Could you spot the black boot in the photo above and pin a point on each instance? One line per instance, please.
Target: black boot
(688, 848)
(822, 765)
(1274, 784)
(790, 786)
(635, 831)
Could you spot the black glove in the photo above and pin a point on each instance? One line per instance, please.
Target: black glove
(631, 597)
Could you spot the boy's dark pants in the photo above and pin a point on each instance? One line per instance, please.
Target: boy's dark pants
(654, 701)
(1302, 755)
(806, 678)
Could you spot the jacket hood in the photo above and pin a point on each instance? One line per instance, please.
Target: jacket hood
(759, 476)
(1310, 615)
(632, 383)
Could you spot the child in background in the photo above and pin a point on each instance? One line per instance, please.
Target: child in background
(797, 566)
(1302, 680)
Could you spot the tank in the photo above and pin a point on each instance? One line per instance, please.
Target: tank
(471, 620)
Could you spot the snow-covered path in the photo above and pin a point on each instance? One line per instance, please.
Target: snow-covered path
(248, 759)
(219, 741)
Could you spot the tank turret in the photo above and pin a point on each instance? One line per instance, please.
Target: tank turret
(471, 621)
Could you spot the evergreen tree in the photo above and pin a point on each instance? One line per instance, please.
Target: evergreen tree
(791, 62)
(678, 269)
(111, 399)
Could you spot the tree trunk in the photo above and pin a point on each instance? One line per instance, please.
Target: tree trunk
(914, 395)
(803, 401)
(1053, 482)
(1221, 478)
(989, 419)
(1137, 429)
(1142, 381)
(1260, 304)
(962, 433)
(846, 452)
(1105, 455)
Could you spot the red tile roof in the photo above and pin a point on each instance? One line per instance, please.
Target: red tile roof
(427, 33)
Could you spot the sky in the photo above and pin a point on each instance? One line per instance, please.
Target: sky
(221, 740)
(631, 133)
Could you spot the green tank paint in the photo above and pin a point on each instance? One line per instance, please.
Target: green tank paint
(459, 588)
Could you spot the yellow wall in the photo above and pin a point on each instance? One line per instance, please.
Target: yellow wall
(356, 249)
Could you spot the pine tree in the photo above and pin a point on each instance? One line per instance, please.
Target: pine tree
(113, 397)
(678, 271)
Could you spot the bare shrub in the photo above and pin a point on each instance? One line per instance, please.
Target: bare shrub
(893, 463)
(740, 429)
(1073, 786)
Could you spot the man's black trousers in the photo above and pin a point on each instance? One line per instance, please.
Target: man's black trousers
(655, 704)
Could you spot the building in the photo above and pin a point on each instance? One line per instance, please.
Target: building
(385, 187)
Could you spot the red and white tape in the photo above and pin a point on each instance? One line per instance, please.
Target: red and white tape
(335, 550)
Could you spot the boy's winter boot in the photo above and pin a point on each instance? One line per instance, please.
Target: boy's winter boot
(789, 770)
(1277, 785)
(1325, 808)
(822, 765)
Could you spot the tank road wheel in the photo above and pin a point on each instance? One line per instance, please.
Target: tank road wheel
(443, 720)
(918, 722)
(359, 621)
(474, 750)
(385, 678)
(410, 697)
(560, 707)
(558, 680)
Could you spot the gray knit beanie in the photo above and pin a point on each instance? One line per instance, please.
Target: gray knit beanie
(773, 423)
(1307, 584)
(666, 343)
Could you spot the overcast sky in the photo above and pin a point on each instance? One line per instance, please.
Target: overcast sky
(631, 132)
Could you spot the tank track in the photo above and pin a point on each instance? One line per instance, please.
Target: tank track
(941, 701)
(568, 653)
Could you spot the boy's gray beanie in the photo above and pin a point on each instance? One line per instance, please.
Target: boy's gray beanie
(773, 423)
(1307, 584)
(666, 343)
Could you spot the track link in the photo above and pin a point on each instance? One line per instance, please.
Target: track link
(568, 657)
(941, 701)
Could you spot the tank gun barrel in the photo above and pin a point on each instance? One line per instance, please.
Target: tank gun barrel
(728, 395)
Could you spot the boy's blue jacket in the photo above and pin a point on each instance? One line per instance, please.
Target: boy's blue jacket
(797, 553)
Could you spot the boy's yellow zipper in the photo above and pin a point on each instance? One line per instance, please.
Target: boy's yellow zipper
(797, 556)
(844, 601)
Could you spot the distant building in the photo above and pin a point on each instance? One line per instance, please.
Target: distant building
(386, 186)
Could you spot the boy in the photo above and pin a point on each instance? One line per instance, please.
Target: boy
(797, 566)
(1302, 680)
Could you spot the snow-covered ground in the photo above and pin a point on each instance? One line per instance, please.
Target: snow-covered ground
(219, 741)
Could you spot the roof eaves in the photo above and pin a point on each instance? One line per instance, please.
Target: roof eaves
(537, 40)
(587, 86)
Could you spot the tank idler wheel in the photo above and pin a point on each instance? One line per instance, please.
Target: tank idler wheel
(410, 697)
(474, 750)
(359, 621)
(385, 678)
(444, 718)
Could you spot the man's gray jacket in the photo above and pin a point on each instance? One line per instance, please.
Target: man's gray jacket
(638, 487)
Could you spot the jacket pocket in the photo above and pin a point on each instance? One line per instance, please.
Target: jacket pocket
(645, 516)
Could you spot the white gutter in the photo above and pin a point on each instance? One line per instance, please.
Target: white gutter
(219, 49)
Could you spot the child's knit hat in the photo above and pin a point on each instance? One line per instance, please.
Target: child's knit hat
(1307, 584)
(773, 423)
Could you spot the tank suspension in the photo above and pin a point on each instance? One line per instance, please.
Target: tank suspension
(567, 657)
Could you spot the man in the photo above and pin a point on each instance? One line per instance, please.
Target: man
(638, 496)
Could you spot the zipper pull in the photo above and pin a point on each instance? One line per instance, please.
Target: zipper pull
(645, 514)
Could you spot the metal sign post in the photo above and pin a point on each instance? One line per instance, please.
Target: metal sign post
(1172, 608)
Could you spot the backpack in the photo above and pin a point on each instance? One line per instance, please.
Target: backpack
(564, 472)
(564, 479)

___

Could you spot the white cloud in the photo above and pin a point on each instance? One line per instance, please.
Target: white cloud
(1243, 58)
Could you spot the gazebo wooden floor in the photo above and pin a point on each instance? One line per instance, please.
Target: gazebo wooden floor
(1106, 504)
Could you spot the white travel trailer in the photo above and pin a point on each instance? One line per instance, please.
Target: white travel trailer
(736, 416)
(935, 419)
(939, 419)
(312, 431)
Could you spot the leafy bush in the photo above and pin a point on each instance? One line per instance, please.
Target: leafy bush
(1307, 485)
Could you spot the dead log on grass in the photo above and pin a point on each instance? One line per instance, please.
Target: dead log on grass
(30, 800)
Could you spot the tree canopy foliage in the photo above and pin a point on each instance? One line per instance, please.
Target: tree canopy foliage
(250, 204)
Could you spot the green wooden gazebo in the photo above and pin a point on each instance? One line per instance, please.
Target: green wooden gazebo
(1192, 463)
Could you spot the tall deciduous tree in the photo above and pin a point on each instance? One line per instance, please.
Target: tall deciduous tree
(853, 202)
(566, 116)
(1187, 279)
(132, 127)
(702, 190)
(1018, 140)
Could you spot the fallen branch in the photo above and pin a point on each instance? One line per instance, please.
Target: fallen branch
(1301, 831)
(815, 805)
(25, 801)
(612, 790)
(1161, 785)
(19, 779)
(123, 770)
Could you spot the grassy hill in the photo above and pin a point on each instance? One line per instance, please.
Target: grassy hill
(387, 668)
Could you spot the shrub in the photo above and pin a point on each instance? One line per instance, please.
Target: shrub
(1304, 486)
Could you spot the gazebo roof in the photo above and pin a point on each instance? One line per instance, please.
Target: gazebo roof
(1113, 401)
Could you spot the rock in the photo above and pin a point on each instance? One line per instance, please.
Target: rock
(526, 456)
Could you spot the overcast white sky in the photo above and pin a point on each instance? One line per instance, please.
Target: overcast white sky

___

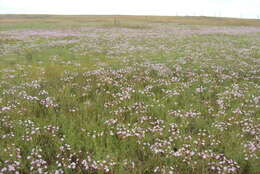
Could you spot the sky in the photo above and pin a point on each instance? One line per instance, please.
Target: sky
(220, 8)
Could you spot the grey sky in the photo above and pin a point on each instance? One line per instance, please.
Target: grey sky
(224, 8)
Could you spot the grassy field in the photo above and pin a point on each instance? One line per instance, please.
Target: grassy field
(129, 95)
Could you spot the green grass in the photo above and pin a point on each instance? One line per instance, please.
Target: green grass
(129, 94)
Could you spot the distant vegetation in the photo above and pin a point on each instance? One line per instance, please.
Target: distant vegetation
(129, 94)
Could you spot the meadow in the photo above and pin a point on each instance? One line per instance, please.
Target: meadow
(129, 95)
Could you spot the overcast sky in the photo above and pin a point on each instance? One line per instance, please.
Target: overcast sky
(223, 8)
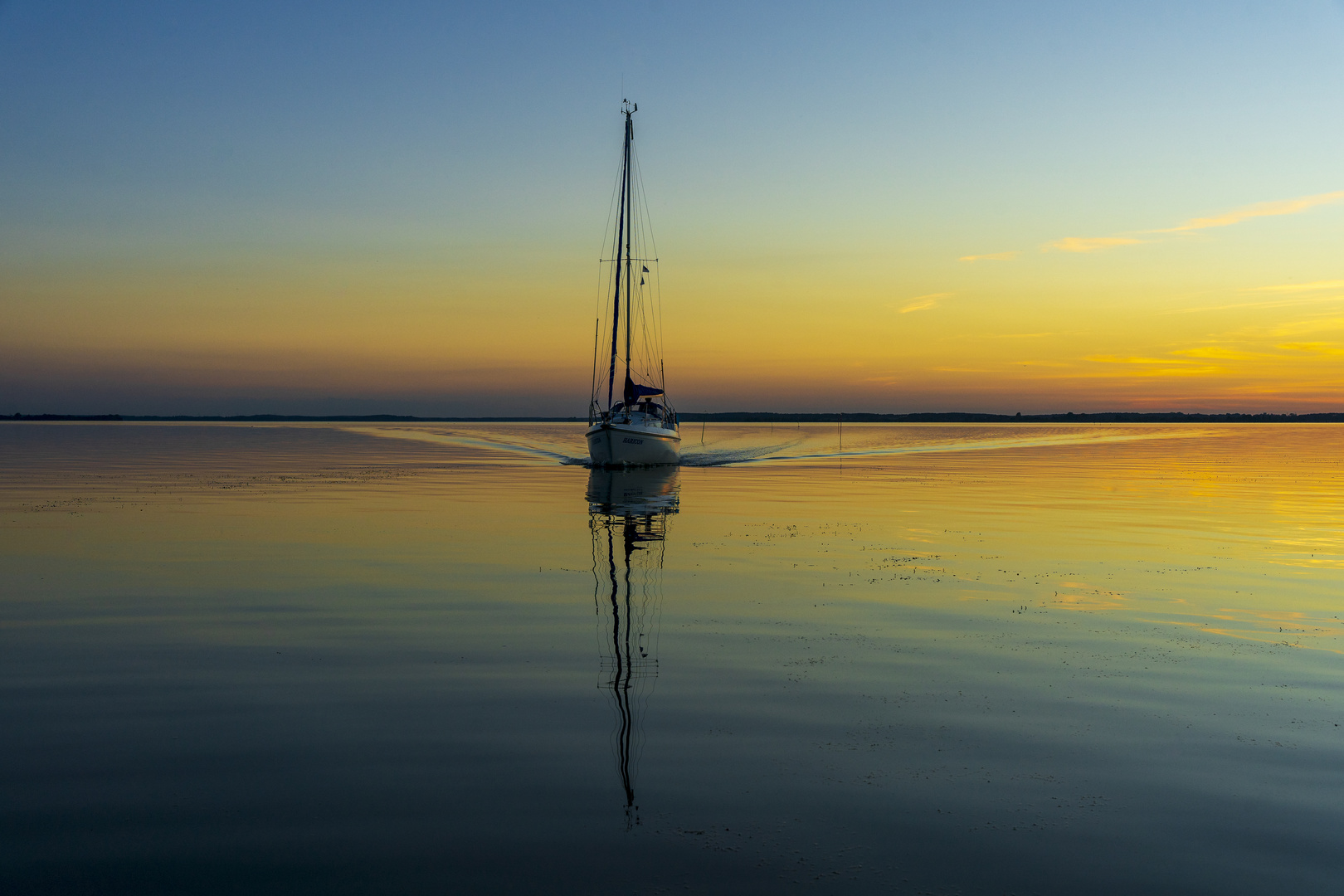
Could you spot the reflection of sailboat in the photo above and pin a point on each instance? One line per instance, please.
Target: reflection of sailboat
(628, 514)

___

__How to complete this task__
Only the lines above from the one with "Could you spot the black boot" up to and including the one with "Could you spot the yellow" should be repeated, exactly as written.

__Response area__
Could you spot the black boot in the photo above and pin a point on each instance? One line per instance, please.
Target: black boot
(688, 848)
(822, 765)
(1274, 784)
(790, 786)
(635, 831)
Could you spot the black glove in the photo above and pin a point on each instance? One line per instance, please.
Target: black glove
(631, 597)
Could you spot the boy's dark pants in the photo above and pin a point on each instance? One line per instance, please.
Target: boy's dark pants
(654, 701)
(1302, 755)
(806, 678)
Could you spot the jacket hood in the photo above and pin a point on each instance? One line per instance, please.
Target: jacket hood
(759, 476)
(1310, 615)
(632, 383)
Could you spot the child in background in the photo above and pin a point on each instance? One line per instance, please.
Target: child in background
(797, 566)
(1302, 680)
Could you spot the tank in the photo above and pin a point on each instance? One line per instance, please.
Target: tank
(471, 620)
Could you spot the snow-covered path in the photo above and pin a point on each instance? One line per instance, please.
Target: snow-covered path
(248, 759)
(219, 741)
Could you spot the tank turret in the photo above and pin a point on each instance? One line per instance, please.
Target: tank turret
(471, 621)
Could you spot the evergreen tree in the photo above and pin a point on each instance? One line per instance, please.
Target: evergreen tree
(791, 62)
(678, 269)
(111, 399)
Could you spot the tree trunk in the photo above and pin a point on each instance? One line per instance, please.
Target: tree trunk
(914, 395)
(803, 401)
(1053, 482)
(1221, 478)
(989, 419)
(1137, 429)
(1142, 381)
(1260, 304)
(962, 433)
(846, 452)
(1105, 455)
Could you spot the red tile roof in the photo above and pin a point on each instance? One line per instance, please.
Target: red tile roof
(427, 33)
Could you spot the sky in the photo above and pin a point on each instance? One line per instance, please.
Target: sky
(221, 740)
(631, 133)
Could you spot the green tank paint in the photo above and pin a point on each instance? One line per instance, please.
Target: green tank paint
(459, 588)
Could you spot the yellow wall in the photo above and pin a point on each instance? One line per instance, please.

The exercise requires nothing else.